Source document -

_ _ _

2023-08-01 20:23:25

by Rafael J. Wysocki

[permalink] [raw]
Subject: [RFC/RFT][PATCH v1 0/2] cpuidle: teo: Do not check timers unconditionally every time

Hi Folks,

This is on top of the fixes series posted previously:

https://lore.kernel.org/linux-pm/4515817.LvFx2qVVIh@kreacher/

(I'll put it all into one git branch tomorrow).

I started to play with the idea described here

https://lore.kernel.org/linux-pm/CAJZ5v0hQh2Pg_uXxj8KBRw3oLS1WdsU+rUafBAAq7dRdbRwYSA@mail.gmail.com/

and this is the result.

Note that this is completely experimental, even though it doesn't kill any of
the test boxes I've run it on.

_ _ _

Dataset entries -
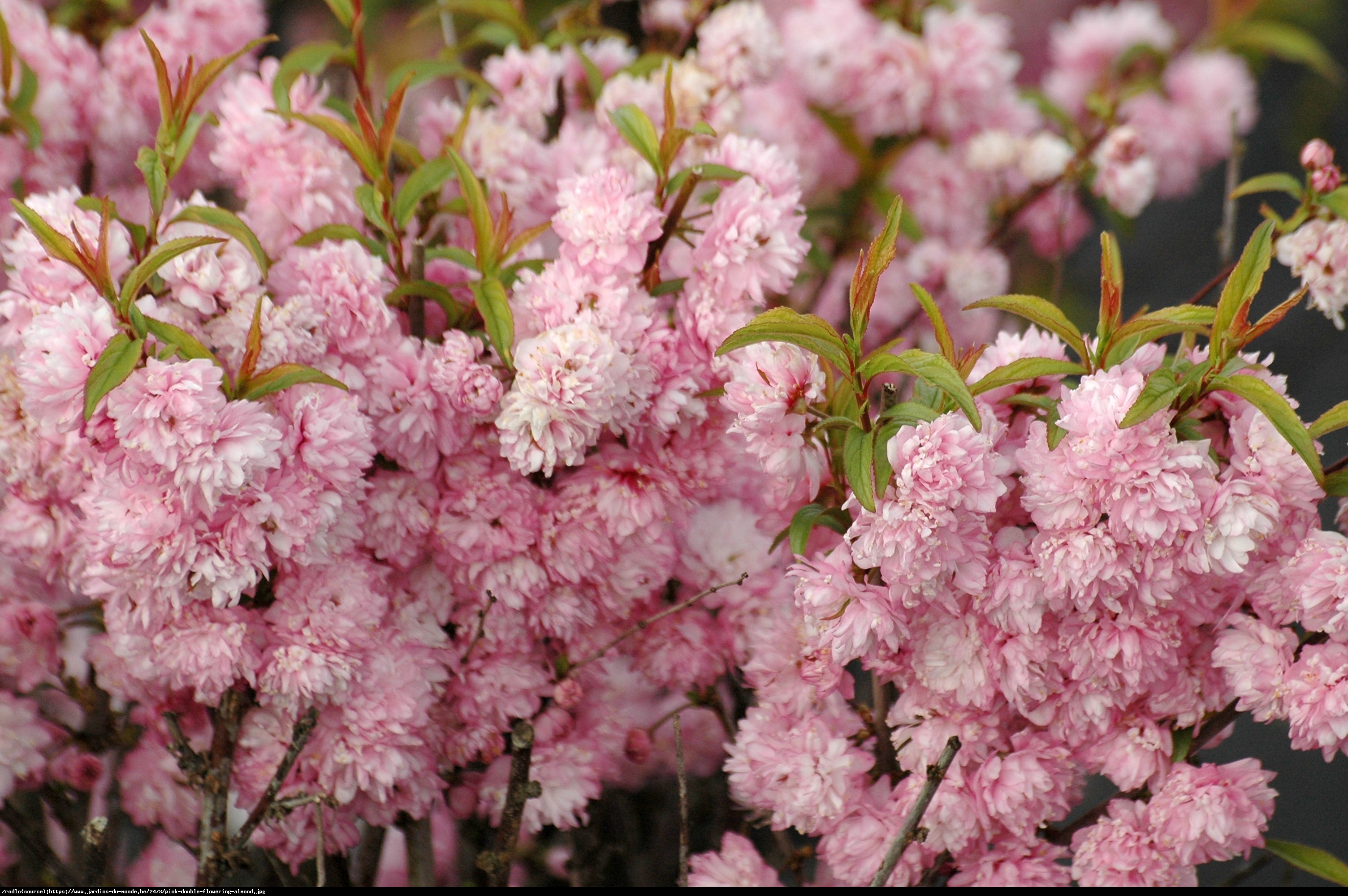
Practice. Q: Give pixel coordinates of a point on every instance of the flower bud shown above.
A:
(568, 693)
(1318, 154)
(638, 745)
(1326, 180)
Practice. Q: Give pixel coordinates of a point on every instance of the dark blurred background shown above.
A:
(1169, 252)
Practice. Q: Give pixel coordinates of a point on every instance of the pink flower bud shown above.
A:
(638, 745)
(76, 770)
(568, 693)
(1318, 154)
(1326, 180)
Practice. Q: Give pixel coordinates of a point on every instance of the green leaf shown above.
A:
(370, 205)
(1042, 313)
(162, 255)
(943, 332)
(308, 58)
(1275, 407)
(1025, 370)
(1244, 282)
(421, 184)
(1160, 391)
(185, 344)
(1336, 202)
(808, 518)
(785, 325)
(112, 368)
(479, 213)
(932, 370)
(228, 223)
(1335, 418)
(859, 465)
(637, 129)
(669, 286)
(455, 254)
(907, 414)
(1284, 41)
(340, 232)
(284, 376)
(1309, 859)
(1276, 182)
(497, 314)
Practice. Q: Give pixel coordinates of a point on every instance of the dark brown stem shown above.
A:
(652, 270)
(497, 863)
(298, 737)
(364, 859)
(650, 621)
(421, 852)
(1211, 285)
(936, 774)
(1214, 727)
(213, 851)
(683, 802)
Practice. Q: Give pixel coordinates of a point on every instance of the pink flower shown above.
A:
(1212, 813)
(738, 864)
(797, 768)
(60, 349)
(1126, 174)
(570, 384)
(1121, 851)
(606, 221)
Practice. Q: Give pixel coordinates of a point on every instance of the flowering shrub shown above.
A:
(389, 468)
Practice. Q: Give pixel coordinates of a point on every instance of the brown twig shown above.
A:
(936, 774)
(364, 859)
(497, 863)
(1214, 284)
(648, 623)
(298, 737)
(652, 270)
(683, 802)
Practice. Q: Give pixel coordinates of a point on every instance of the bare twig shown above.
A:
(320, 852)
(364, 859)
(648, 623)
(1212, 285)
(497, 863)
(421, 852)
(936, 774)
(683, 802)
(298, 737)
(1227, 235)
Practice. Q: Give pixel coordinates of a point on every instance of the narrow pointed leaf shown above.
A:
(1281, 414)
(943, 332)
(1311, 860)
(1042, 313)
(165, 254)
(785, 325)
(637, 129)
(932, 370)
(232, 224)
(1244, 281)
(497, 314)
(112, 368)
(421, 184)
(1025, 370)
(1276, 182)
(1161, 390)
(282, 378)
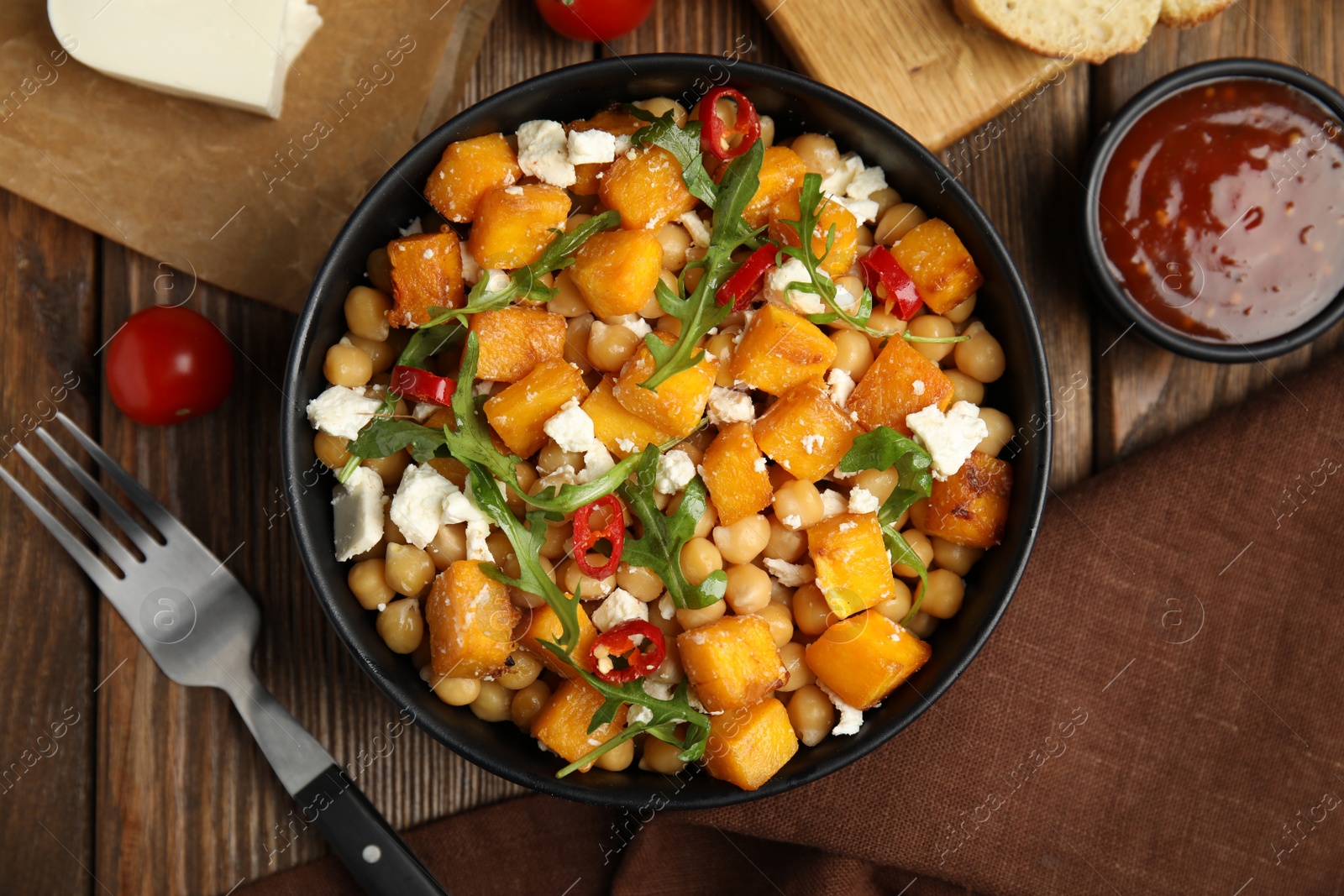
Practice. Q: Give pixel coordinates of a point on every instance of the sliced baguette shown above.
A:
(1187, 13)
(1088, 29)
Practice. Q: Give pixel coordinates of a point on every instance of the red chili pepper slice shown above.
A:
(585, 537)
(745, 282)
(620, 642)
(423, 385)
(882, 269)
(714, 134)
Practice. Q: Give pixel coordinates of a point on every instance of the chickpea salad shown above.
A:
(662, 438)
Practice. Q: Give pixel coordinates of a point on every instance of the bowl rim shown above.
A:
(295, 422)
(1104, 148)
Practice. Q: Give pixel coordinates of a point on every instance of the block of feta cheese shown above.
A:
(234, 54)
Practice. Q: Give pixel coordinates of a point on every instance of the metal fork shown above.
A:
(201, 626)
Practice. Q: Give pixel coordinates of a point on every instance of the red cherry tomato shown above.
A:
(595, 19)
(167, 365)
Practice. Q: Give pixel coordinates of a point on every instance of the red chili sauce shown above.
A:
(1222, 210)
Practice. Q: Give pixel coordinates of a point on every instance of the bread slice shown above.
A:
(1088, 29)
(1187, 13)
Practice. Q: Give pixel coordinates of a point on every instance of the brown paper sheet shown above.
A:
(232, 197)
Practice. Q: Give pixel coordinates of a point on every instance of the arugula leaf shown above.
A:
(699, 312)
(660, 546)
(683, 143)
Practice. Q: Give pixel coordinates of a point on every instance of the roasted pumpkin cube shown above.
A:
(851, 560)
(616, 270)
(736, 476)
(971, 506)
(464, 174)
(732, 663)
(521, 411)
(844, 246)
(678, 405)
(515, 224)
(427, 273)
(897, 385)
(749, 746)
(546, 626)
(515, 340)
(864, 658)
(562, 723)
(622, 432)
(647, 190)
(470, 622)
(940, 265)
(806, 432)
(780, 349)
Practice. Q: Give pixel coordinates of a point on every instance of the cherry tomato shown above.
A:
(595, 19)
(167, 365)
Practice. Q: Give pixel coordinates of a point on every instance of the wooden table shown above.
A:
(159, 789)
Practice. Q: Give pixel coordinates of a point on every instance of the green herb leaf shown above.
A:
(660, 546)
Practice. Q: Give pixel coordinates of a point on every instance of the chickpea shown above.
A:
(366, 313)
(347, 365)
(401, 625)
(933, 327)
(797, 504)
(812, 715)
(369, 586)
(897, 222)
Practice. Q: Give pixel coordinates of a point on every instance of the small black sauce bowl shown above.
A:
(1099, 266)
(797, 105)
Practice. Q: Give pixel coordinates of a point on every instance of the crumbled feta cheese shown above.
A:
(842, 385)
(571, 427)
(591, 147)
(948, 437)
(343, 411)
(675, 470)
(864, 501)
(729, 406)
(790, 575)
(358, 511)
(618, 606)
(543, 152)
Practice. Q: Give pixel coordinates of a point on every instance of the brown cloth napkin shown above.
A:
(1159, 712)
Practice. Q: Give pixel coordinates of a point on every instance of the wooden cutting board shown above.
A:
(913, 60)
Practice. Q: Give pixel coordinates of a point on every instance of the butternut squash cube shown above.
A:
(521, 411)
(678, 405)
(844, 248)
(562, 723)
(647, 190)
(971, 506)
(464, 174)
(622, 432)
(780, 349)
(736, 476)
(732, 663)
(940, 265)
(515, 224)
(546, 626)
(897, 385)
(806, 432)
(749, 746)
(470, 622)
(851, 560)
(616, 270)
(864, 658)
(514, 340)
(427, 273)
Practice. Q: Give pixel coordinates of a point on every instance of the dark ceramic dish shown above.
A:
(1099, 268)
(797, 105)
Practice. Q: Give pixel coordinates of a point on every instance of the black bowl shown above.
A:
(797, 105)
(1099, 268)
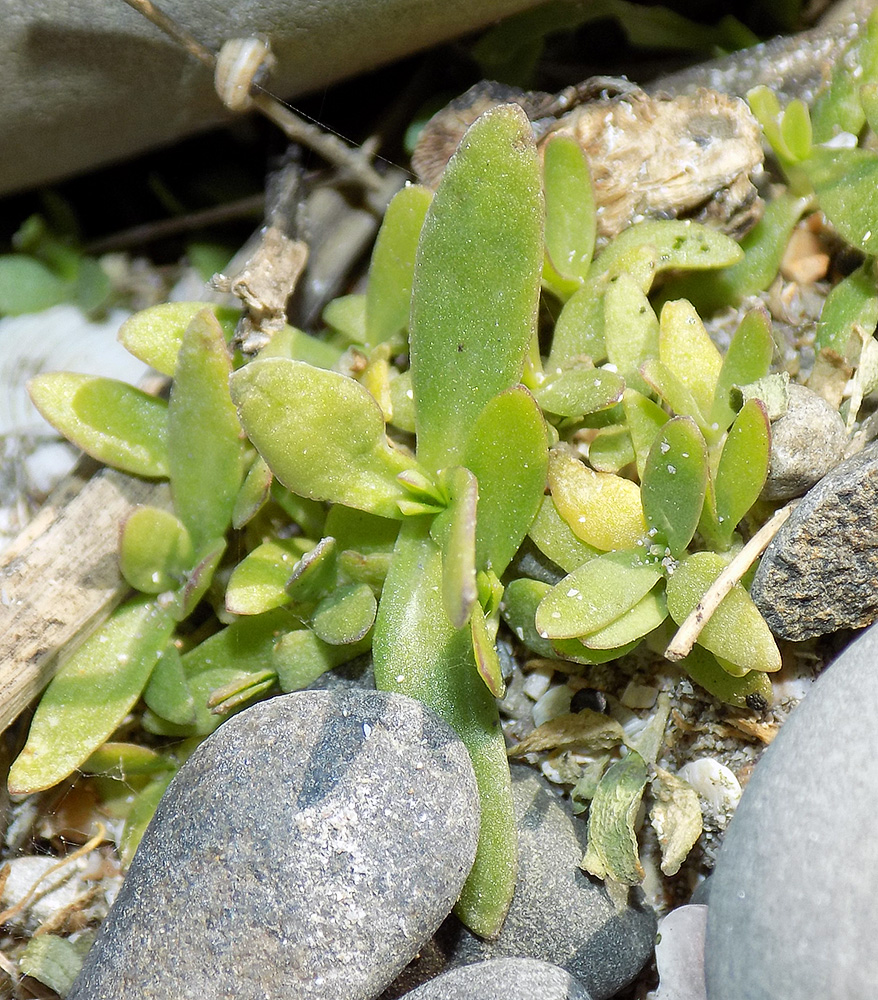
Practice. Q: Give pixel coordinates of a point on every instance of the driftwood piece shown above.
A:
(60, 579)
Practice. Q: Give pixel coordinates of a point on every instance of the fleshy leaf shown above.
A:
(741, 472)
(476, 283)
(167, 692)
(649, 612)
(259, 582)
(388, 296)
(747, 359)
(603, 510)
(346, 615)
(418, 652)
(612, 843)
(674, 484)
(90, 695)
(573, 392)
(507, 452)
(676, 818)
(110, 420)
(155, 335)
(454, 531)
(631, 329)
(321, 433)
(596, 594)
(571, 222)
(204, 437)
(554, 537)
(736, 631)
(155, 550)
(688, 353)
(253, 494)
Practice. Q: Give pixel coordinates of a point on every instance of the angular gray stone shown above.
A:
(559, 914)
(793, 907)
(306, 849)
(503, 979)
(807, 442)
(820, 572)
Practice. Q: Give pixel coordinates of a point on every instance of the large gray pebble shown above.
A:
(307, 849)
(818, 574)
(89, 82)
(560, 914)
(503, 979)
(793, 907)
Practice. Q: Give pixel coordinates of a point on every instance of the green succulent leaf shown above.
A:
(299, 657)
(649, 612)
(259, 582)
(752, 688)
(571, 221)
(418, 652)
(321, 433)
(740, 473)
(110, 420)
(674, 484)
(204, 437)
(167, 692)
(596, 594)
(345, 615)
(612, 843)
(155, 335)
(603, 510)
(578, 390)
(388, 296)
(454, 531)
(736, 631)
(688, 353)
(507, 452)
(747, 359)
(254, 493)
(94, 689)
(476, 282)
(631, 330)
(155, 550)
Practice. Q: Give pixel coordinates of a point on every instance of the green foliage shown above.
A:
(318, 515)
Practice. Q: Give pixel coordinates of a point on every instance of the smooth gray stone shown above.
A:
(807, 442)
(88, 82)
(793, 907)
(560, 914)
(818, 574)
(307, 849)
(503, 979)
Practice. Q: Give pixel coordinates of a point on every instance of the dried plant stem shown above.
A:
(687, 635)
(352, 161)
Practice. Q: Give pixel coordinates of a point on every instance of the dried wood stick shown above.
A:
(60, 579)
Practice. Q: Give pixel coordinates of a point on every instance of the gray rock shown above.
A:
(806, 443)
(89, 82)
(559, 914)
(818, 574)
(793, 907)
(503, 979)
(307, 849)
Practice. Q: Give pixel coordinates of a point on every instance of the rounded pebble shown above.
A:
(793, 907)
(307, 849)
(503, 979)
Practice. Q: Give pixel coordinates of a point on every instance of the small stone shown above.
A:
(500, 979)
(818, 574)
(559, 913)
(307, 849)
(806, 443)
(793, 907)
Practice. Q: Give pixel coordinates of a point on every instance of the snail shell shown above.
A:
(242, 63)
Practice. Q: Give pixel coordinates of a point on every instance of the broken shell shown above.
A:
(242, 63)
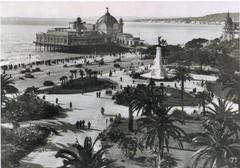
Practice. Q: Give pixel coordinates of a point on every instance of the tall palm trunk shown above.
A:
(182, 90)
(160, 152)
(159, 159)
(239, 106)
(130, 118)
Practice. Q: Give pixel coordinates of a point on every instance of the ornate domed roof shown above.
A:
(108, 19)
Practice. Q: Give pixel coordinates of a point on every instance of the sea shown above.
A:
(17, 40)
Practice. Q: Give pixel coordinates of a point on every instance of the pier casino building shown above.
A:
(106, 33)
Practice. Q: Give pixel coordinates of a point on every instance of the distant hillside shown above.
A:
(219, 17)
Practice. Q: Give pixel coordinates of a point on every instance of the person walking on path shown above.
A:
(102, 111)
(83, 123)
(80, 123)
(89, 125)
(77, 124)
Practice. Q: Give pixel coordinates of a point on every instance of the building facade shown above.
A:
(107, 30)
(230, 29)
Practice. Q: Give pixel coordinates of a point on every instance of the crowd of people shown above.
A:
(81, 124)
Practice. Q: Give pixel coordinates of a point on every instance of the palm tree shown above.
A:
(75, 73)
(146, 98)
(129, 146)
(7, 87)
(215, 146)
(61, 79)
(234, 86)
(158, 128)
(169, 161)
(83, 156)
(72, 72)
(222, 112)
(95, 74)
(161, 42)
(81, 73)
(203, 97)
(182, 74)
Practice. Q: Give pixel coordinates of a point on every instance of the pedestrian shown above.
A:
(83, 123)
(102, 111)
(89, 125)
(80, 123)
(77, 124)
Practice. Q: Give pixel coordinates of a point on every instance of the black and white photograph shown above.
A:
(120, 84)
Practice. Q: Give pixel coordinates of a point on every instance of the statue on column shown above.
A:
(161, 42)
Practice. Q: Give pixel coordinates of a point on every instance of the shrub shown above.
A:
(78, 66)
(178, 114)
(129, 146)
(117, 66)
(48, 83)
(28, 75)
(36, 70)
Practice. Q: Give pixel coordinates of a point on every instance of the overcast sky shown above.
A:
(162, 9)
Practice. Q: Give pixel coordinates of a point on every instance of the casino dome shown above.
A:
(108, 25)
(107, 19)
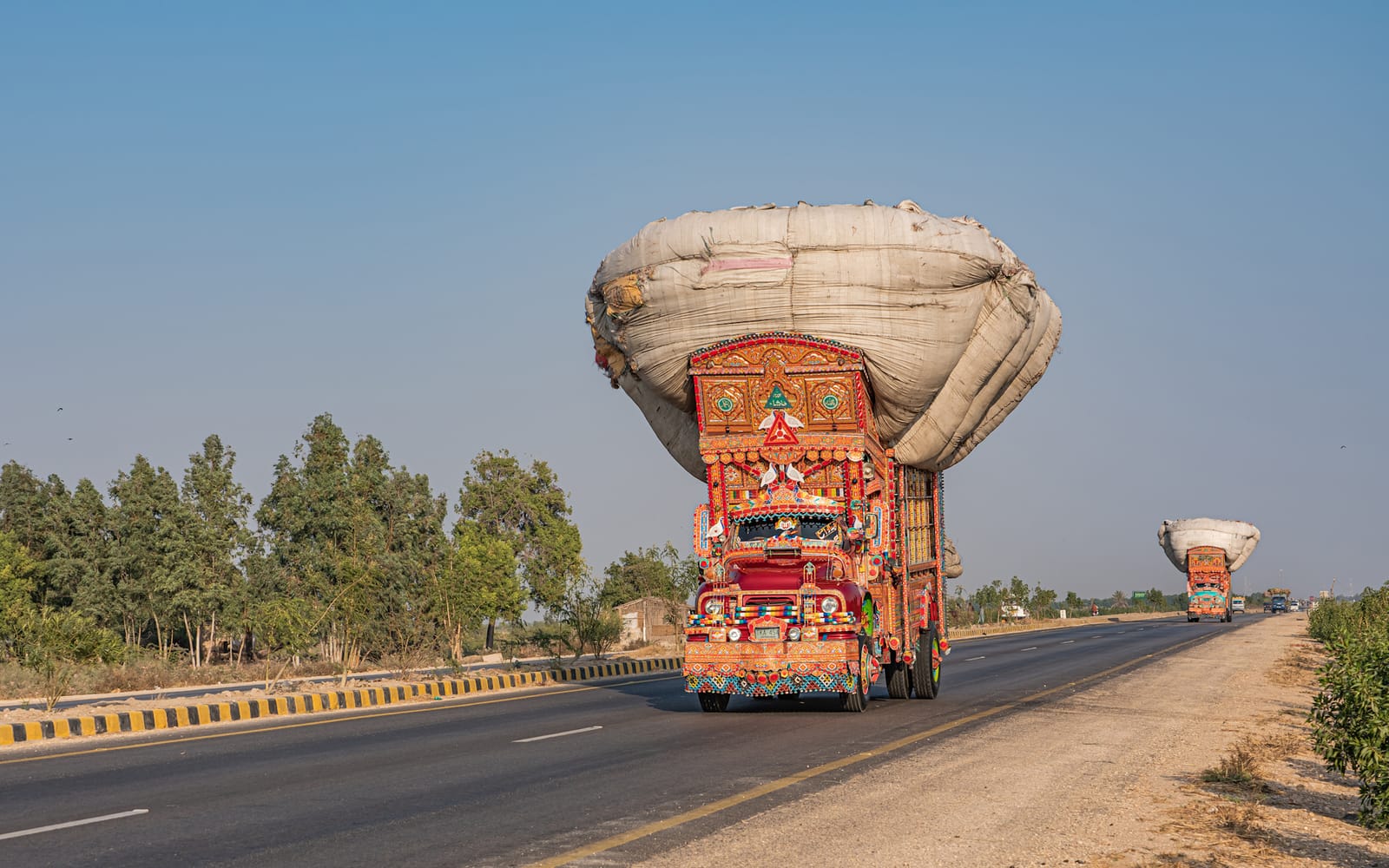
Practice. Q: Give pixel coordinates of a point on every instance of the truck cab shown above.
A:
(820, 555)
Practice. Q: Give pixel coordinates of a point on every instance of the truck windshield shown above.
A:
(791, 527)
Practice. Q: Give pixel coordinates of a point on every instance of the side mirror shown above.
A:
(701, 545)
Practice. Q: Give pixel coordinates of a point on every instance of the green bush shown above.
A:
(1351, 715)
(55, 642)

_ _ _

Instructions for the task - List every label in the mailing list post that sits inside square brackets. Rely only on the mailing list post, not the lines.

Problem solution - [permalink], [raw], [RFC/RFT], [PATCH v1 0/2]